Saved entries:
┏━━

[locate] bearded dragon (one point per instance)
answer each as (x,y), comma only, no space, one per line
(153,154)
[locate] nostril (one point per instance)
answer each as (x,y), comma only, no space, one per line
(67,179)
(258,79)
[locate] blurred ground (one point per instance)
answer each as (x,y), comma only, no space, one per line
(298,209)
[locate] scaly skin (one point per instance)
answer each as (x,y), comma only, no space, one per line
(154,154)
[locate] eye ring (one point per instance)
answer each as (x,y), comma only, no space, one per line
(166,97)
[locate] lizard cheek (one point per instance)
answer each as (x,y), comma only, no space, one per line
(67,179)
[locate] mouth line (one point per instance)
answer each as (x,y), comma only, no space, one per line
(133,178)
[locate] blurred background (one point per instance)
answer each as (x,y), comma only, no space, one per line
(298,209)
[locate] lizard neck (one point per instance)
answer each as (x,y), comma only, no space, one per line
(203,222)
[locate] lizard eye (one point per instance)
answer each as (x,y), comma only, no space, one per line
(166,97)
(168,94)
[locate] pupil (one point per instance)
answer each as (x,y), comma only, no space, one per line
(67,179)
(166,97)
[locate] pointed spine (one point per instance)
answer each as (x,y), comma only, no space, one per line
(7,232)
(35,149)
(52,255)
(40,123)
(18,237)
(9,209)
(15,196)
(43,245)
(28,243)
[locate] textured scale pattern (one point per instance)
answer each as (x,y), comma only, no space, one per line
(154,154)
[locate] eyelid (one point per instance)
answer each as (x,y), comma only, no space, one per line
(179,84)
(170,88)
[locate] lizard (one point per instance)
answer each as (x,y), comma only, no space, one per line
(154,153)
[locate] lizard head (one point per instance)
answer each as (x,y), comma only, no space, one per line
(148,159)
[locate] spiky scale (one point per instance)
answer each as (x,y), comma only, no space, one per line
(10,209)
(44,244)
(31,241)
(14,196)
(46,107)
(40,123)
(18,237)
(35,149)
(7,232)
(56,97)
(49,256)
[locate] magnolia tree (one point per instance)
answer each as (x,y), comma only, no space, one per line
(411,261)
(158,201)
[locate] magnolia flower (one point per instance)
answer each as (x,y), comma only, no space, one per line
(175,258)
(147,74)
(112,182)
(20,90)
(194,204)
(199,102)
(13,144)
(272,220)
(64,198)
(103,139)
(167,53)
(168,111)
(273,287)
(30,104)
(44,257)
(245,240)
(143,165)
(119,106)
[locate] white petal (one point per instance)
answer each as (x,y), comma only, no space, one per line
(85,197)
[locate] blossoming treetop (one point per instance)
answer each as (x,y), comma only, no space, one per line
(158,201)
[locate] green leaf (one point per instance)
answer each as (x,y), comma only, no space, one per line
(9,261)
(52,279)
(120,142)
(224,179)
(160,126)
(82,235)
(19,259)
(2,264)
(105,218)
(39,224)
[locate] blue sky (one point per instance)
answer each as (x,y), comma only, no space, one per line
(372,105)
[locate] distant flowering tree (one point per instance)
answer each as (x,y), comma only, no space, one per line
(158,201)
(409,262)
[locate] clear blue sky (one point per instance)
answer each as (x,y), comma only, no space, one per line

┗━━

Make an exact copy of the listing, including every line.

[locate] bearded dragon (one point per instance)
answer each as (x,y), comma only, no space, one per line
(153,154)
[locate] nostril (one point per instance)
answer each as (x,y), comma only, no space, one per line
(67,179)
(258,79)
[locate] blurred ground (one point per instance)
answer each as (x,y), comma only, no space, one per line
(298,209)
[locate] scaly skin (one point per instance)
answer each as (x,y), comma only, no space, one per line
(154,154)
[locate] eye ring (one point per instance)
answer each as (x,y), comma only, no space, one per line
(166,97)
[locate] lizard cheek (one point per instance)
answer each as (x,y), comma only, no space, one per line
(67,179)
[locate] mouth line (one point per instance)
answer each as (x,y), comma only, no space, one per line
(133,178)
[locate] blurred background (one point per instance)
answer each as (x,y), comma only, no space, one per line
(298,209)
[locate] lizard neck (one point per instance)
answer each as (x,y), comma only, no space, one per line
(203,222)
[locate] lizard eye (one point per instance)
answer each as (x,y), comma only, no space, one per line
(166,97)
(168,94)
[locate] pupil (one point per instance)
answer each as (x,y), comma only, no space, one per line
(67,179)
(166,97)
[locate] pointed spine (one point per instance)
answer each as (x,y), comma only, no space, one per line
(7,232)
(35,149)
(52,255)
(40,123)
(18,237)
(9,209)
(15,196)
(43,245)
(28,243)
[locate] textured scale pattern (one point per instance)
answer each as (x,y), comma only, no space, one per line
(154,154)
[locate] eyelid (one point per instance)
answer each as (x,y), comma only, no space, one per line
(179,84)
(170,88)
[locate] lizard (one point per instance)
answer each as (x,y), comma only, no space, one per line
(154,153)
[locate] lizard head (one point per instance)
answer each as (x,y), comma only, no space, one per line
(148,159)
[locate] spiky scale (one point per instance)
answer each as (x,y), comma only, no space, one per line
(10,209)
(44,244)
(31,241)
(14,196)
(46,107)
(40,123)
(18,237)
(35,149)
(7,232)
(56,97)
(49,256)
[locate] magnolia tree (one point per instance)
answer each as (x,y), comma only, no space, one per line
(411,261)
(158,201)
[locate] magnolia flower (one point per instance)
answer each as (x,y), comma only, no space, one per line
(175,258)
(147,74)
(112,182)
(20,90)
(194,204)
(199,102)
(13,144)
(272,220)
(64,198)
(103,139)
(167,53)
(168,111)
(273,287)
(30,104)
(44,257)
(245,240)
(143,165)
(119,106)
[locate] white petal (one point per instance)
answer each as (x,y), comma only, no space, one per line
(85,197)
[locate] blossoming treetop (one point per instance)
answer each as (x,y), comma only, no space, one per line
(158,201)
[locate] green leaf (one point per instance)
answer each as (x,y), comma only, no space, one per line
(9,261)
(52,279)
(120,142)
(224,179)
(160,126)
(82,235)
(19,259)
(2,264)
(105,218)
(39,224)
[locate] blue sky (one point per instance)
answer each as (x,y), comma only, no space, one per line
(372,105)
[locate] distant flowering tree (one point per instance)
answer each as (x,y), comma only, no space, one per line
(158,201)
(409,262)
[locate] clear blue sky (one point per instance)
answer each as (x,y), comma only, no space, one per line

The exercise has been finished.